Work to be completed:
Pull out every line of the rows below that contains the word "foliage", matching its case exactly.

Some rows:
##########

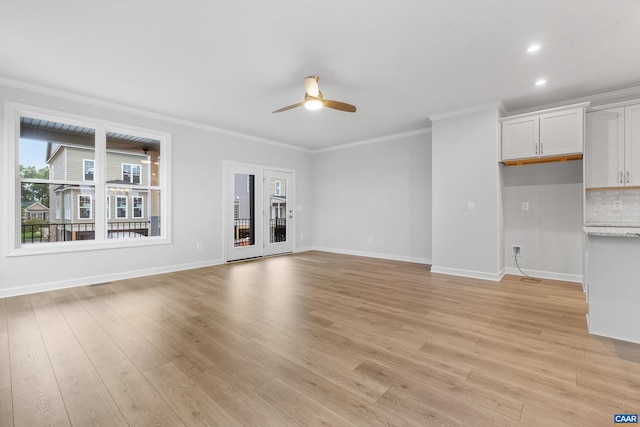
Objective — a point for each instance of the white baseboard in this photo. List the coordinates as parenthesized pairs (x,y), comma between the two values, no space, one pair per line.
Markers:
(468,273)
(390,257)
(94,280)
(576,278)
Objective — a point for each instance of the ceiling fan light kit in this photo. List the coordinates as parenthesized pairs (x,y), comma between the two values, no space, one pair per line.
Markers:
(313,99)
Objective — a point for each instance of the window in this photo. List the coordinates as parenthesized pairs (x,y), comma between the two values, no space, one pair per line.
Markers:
(126,172)
(84,207)
(58,206)
(131,173)
(54,161)
(121,207)
(136,207)
(87,169)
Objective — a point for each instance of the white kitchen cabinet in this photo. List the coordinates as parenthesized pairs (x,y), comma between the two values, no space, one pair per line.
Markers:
(604,148)
(632,145)
(520,137)
(612,153)
(543,136)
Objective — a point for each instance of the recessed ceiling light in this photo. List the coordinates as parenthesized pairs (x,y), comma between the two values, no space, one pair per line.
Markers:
(533,48)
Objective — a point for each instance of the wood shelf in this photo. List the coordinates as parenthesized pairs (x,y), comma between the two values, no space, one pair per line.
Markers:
(535,160)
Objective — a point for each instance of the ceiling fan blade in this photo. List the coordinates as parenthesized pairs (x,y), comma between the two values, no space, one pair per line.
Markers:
(311,85)
(289,107)
(337,105)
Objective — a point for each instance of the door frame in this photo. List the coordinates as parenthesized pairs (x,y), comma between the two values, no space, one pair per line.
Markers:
(227,204)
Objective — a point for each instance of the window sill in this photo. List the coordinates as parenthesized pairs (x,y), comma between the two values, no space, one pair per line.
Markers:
(82,246)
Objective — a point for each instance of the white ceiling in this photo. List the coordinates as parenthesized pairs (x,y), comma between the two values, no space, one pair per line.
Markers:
(229,64)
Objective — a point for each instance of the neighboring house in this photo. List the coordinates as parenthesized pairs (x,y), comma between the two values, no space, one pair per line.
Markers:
(34,210)
(73,206)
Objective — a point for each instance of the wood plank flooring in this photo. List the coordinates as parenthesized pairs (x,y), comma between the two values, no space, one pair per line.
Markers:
(311,339)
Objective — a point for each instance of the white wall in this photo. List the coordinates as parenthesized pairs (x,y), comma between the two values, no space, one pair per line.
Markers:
(550,232)
(380,190)
(465,169)
(197,181)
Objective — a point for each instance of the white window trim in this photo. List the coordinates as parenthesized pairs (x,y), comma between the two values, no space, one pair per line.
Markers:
(133,207)
(90,206)
(58,206)
(132,166)
(12,246)
(68,208)
(122,172)
(126,207)
(84,173)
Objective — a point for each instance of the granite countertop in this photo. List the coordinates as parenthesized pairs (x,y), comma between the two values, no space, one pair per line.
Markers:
(612,231)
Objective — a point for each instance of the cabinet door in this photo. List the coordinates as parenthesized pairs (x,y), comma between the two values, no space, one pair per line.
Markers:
(520,138)
(632,145)
(561,132)
(604,148)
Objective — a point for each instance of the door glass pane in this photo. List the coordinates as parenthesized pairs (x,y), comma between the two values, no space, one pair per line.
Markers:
(243,210)
(277,188)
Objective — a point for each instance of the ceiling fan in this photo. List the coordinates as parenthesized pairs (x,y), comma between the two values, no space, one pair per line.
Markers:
(313,99)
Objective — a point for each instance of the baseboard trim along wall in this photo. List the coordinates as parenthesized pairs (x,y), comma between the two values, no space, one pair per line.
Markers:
(390,257)
(577,278)
(94,280)
(495,277)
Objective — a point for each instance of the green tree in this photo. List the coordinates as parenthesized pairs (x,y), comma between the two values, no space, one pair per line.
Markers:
(35,192)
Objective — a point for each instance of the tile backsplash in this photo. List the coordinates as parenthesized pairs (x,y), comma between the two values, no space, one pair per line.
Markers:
(613,207)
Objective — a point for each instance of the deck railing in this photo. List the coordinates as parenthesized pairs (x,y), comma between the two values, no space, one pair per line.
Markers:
(64,232)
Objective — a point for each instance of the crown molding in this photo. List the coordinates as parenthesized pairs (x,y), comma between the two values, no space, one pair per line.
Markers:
(43,90)
(595,100)
(374,140)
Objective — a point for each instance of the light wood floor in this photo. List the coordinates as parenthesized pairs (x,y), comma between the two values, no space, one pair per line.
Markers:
(311,339)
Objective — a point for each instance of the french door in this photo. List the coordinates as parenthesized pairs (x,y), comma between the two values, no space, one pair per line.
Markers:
(259,211)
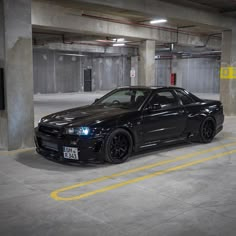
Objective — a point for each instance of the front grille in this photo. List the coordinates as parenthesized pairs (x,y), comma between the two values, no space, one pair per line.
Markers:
(55,131)
(49,145)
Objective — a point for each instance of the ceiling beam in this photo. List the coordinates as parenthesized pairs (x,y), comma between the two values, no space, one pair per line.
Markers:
(46,15)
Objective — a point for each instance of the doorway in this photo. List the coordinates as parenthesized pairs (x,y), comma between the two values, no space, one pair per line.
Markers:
(87,80)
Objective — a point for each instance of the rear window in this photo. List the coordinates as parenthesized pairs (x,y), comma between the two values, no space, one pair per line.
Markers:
(186,99)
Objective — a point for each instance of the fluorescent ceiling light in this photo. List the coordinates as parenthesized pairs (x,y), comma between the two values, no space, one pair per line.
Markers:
(75,55)
(118,44)
(119,40)
(158,21)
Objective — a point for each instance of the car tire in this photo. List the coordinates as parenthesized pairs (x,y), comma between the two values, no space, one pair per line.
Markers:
(118,146)
(207,130)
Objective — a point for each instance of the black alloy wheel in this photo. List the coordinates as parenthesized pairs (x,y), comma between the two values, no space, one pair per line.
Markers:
(118,146)
(207,131)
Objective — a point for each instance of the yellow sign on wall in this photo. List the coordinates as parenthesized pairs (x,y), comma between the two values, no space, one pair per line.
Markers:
(228,72)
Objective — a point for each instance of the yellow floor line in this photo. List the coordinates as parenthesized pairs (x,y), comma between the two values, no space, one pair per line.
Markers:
(55,193)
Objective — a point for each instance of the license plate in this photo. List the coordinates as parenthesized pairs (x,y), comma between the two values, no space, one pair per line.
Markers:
(70,153)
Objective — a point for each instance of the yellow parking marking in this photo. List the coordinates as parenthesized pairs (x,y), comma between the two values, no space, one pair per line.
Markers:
(135,180)
(55,193)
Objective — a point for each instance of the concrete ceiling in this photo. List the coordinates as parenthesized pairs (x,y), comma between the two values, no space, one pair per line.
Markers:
(223,6)
(96,11)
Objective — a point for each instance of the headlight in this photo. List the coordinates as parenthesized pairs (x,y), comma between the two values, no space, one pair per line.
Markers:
(81,131)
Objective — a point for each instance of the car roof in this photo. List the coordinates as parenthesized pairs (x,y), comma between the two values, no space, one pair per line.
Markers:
(150,87)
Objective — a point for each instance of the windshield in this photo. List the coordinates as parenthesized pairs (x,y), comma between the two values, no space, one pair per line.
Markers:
(127,98)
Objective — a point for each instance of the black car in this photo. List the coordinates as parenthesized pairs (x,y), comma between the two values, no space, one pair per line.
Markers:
(127,120)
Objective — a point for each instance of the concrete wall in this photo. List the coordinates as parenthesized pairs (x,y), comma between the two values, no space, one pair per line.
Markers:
(197,75)
(55,72)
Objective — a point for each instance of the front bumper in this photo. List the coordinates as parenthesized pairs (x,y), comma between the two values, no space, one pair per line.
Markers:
(89,149)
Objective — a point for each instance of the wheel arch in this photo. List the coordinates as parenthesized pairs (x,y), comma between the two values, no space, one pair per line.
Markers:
(130,132)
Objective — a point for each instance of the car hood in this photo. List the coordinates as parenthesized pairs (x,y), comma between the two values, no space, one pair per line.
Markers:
(86,115)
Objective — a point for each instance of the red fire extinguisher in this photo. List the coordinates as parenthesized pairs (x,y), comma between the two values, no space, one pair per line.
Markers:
(173,79)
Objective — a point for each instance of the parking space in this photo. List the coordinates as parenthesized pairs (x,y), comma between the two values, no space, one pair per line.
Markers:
(184,189)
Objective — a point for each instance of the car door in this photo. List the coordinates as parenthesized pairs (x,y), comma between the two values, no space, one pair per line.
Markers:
(163,117)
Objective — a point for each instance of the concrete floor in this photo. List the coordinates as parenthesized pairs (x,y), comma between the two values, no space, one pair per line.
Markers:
(192,200)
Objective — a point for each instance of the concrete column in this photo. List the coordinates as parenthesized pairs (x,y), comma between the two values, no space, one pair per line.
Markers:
(228,72)
(134,71)
(147,63)
(16,121)
(175,68)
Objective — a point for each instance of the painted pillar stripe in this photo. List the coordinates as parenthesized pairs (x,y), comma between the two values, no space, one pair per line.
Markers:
(228,72)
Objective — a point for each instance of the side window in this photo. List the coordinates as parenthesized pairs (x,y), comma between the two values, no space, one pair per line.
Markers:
(166,99)
(184,97)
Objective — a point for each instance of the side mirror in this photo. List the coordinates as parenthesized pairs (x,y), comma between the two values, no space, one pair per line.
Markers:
(96,99)
(153,107)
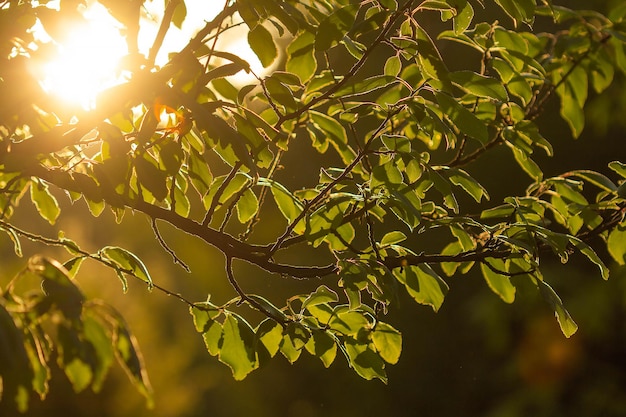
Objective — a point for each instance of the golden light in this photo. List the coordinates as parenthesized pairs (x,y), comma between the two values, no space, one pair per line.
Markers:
(88,61)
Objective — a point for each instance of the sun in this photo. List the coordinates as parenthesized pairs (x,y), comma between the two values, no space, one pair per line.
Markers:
(88,61)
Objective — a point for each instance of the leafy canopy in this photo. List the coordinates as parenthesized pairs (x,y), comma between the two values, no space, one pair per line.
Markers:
(370,86)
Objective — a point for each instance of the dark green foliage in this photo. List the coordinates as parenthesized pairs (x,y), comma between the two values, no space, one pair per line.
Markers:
(369,86)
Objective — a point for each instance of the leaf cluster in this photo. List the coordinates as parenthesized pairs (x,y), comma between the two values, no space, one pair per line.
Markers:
(367,86)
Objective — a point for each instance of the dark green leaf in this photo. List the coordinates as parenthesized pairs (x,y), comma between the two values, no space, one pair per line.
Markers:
(498,282)
(388,342)
(128,262)
(44,201)
(262,43)
(237,347)
(567,324)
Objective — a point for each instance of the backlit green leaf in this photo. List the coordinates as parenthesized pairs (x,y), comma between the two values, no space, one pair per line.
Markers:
(322,345)
(567,324)
(423,284)
(616,244)
(388,342)
(44,201)
(262,43)
(322,295)
(365,361)
(128,262)
(499,283)
(247,206)
(462,118)
(479,85)
(237,347)
(333,28)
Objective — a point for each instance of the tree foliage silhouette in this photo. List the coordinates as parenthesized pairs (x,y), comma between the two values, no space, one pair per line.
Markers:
(369,86)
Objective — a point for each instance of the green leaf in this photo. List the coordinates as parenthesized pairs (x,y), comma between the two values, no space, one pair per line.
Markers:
(618,167)
(322,345)
(348,322)
(287,203)
(17,246)
(212,337)
(590,254)
(270,334)
(573,94)
(203,315)
(297,334)
(463,17)
(366,86)
(97,335)
(301,56)
(151,177)
(499,283)
(522,10)
(128,262)
(469,184)
(247,206)
(423,284)
(322,295)
(365,361)
(79,374)
(388,342)
(430,61)
(129,356)
(44,201)
(334,27)
(616,244)
(392,238)
(479,85)
(527,164)
(180,13)
(594,178)
(335,132)
(567,324)
(288,349)
(462,118)
(386,174)
(237,347)
(261,42)
(58,286)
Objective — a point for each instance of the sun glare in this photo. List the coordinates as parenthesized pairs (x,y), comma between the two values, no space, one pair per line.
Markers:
(88,61)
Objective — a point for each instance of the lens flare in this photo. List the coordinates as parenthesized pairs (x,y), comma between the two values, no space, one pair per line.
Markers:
(88,61)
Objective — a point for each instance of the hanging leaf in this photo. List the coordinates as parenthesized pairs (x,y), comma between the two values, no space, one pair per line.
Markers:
(423,284)
(567,324)
(128,262)
(44,201)
(261,42)
(237,347)
(499,283)
(388,342)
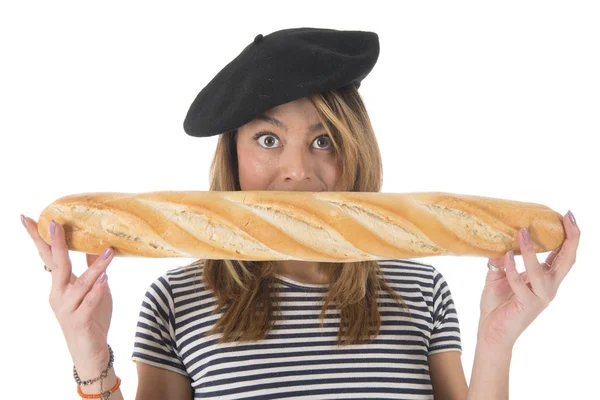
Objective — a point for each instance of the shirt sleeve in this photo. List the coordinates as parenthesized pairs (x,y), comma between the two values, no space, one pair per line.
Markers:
(445,335)
(154,341)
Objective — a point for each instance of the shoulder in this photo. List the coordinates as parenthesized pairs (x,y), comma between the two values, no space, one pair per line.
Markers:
(402,270)
(168,286)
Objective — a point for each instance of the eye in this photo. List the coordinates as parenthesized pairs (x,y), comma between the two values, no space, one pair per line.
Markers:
(268,143)
(260,135)
(323,138)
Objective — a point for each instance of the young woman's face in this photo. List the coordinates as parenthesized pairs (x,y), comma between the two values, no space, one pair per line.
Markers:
(283,149)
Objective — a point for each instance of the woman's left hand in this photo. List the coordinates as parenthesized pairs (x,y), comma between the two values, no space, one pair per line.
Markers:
(512,300)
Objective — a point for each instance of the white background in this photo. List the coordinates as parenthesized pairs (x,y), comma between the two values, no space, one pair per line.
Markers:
(495,99)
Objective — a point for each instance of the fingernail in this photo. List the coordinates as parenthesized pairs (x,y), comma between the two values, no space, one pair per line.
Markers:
(571,217)
(102,277)
(52,228)
(525,234)
(106,254)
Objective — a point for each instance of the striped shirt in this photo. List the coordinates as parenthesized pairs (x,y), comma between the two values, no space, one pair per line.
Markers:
(299,358)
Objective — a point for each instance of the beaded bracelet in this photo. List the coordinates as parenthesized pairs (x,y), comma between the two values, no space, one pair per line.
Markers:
(103,375)
(102,395)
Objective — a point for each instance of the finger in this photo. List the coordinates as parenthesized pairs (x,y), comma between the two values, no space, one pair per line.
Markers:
(566,257)
(90,258)
(492,276)
(93,297)
(534,269)
(85,283)
(517,284)
(44,249)
(62,271)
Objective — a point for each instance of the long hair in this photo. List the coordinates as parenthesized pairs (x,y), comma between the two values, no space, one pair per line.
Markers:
(243,288)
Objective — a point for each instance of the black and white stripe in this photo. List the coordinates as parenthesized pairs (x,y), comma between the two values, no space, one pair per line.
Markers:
(299,358)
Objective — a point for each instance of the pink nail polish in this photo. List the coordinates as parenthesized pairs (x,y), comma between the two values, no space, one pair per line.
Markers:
(571,217)
(525,234)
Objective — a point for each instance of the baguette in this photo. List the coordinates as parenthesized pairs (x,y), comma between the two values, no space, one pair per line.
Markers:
(308,226)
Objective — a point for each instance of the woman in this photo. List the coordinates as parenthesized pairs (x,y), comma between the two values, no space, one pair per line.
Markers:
(232,329)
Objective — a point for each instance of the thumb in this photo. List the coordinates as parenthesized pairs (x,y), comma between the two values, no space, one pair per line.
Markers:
(90,258)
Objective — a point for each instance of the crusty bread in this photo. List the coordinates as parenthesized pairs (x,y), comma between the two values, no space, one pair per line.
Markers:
(308,226)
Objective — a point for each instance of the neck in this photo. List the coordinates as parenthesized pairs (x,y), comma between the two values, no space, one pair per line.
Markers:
(303,271)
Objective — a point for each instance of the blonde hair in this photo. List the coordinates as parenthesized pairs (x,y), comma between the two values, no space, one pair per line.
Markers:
(243,288)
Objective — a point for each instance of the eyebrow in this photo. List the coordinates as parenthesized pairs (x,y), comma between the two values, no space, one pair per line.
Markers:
(281,125)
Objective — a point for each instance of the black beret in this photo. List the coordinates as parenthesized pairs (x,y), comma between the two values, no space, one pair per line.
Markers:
(278,68)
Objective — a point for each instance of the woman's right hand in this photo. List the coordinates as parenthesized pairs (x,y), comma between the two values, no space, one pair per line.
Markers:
(82,305)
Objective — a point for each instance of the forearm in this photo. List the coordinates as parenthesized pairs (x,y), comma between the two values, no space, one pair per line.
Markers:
(490,375)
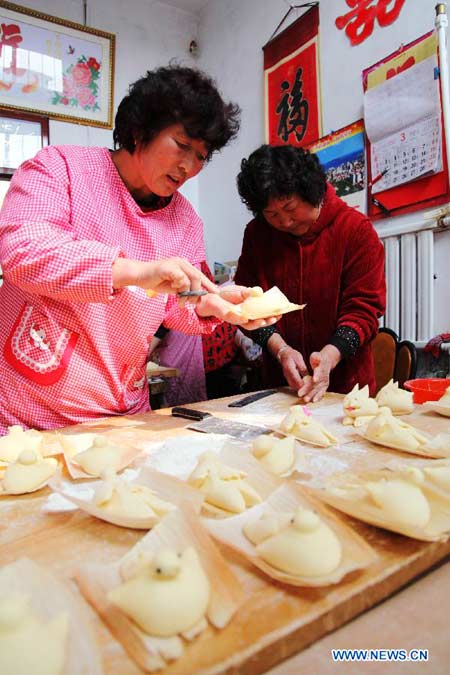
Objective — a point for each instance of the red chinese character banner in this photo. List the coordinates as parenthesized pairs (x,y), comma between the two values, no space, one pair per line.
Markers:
(291,83)
(359,22)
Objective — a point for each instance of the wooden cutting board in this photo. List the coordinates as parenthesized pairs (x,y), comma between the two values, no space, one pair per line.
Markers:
(275,620)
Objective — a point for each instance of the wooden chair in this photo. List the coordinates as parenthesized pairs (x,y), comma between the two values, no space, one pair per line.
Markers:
(393,359)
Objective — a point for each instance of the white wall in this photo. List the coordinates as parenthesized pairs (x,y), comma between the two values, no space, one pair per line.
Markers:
(148,34)
(231,34)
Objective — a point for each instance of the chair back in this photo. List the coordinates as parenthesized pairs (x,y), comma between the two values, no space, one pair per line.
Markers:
(393,359)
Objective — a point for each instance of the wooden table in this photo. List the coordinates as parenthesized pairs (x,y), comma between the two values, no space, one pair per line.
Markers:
(276,621)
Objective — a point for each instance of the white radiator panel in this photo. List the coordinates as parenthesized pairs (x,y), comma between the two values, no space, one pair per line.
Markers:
(409,282)
(425,285)
(392,251)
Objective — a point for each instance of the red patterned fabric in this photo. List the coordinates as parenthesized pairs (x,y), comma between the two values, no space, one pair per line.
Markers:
(73,348)
(219,347)
(337,269)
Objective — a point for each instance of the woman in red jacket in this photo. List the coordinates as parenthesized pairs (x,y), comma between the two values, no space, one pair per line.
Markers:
(318,251)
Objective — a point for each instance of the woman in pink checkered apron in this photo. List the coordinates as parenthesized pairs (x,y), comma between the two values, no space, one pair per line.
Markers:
(84,232)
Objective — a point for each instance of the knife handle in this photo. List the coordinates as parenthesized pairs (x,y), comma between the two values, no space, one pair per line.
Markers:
(251,399)
(189,413)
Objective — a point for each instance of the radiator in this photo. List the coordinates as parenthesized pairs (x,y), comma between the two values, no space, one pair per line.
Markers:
(409,282)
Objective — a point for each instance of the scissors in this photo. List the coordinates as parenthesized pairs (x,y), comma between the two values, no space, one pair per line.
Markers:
(191,294)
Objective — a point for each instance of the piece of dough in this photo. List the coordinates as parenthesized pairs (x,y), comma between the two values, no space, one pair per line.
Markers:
(440,444)
(359,408)
(399,401)
(440,475)
(300,423)
(16,440)
(271,303)
(117,496)
(29,645)
(101,456)
(401,501)
(224,487)
(166,596)
(277,455)
(387,430)
(29,473)
(303,545)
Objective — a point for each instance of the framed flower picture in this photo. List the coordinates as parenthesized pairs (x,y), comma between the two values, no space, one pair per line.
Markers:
(55,67)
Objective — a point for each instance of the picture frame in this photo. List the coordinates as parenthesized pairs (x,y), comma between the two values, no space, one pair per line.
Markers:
(55,67)
(22,135)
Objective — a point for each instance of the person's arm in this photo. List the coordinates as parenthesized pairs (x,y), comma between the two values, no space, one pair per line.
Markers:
(363,302)
(363,285)
(38,249)
(41,254)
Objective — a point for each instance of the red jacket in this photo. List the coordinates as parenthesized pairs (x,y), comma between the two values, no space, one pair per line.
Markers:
(337,269)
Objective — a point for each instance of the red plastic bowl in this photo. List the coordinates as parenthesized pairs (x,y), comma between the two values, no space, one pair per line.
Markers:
(427,389)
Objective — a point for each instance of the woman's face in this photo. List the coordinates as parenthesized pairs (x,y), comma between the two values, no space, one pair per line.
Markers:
(168,161)
(291,214)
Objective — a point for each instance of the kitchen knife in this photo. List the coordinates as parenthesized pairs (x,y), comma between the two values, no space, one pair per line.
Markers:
(208,424)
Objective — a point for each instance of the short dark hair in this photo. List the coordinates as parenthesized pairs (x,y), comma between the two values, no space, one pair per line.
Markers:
(175,95)
(280,171)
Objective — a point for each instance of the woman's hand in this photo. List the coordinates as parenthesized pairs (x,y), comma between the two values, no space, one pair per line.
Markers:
(170,275)
(322,363)
(216,305)
(293,365)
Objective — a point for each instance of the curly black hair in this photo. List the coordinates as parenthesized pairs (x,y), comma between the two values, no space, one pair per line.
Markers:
(175,95)
(280,171)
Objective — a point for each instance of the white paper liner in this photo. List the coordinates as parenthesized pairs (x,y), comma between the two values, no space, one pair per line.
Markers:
(357,554)
(178,530)
(74,443)
(438,528)
(439,408)
(50,597)
(167,488)
(422,450)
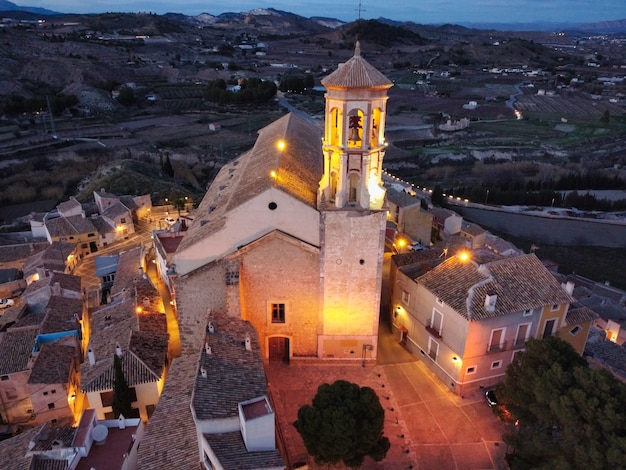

##########

Finished exercise:
Objective — a point for each instance of the dark green foliage in this photo. List the coordinates as parenthesized pairs (x,y), comma between the two values, no space, one pair per line.
Objective — a point for each instance of the tree foliage silhouette in this photo. List the coordinates as parenthesized pairs (x,y), comma between the two values, no space, one pair per line.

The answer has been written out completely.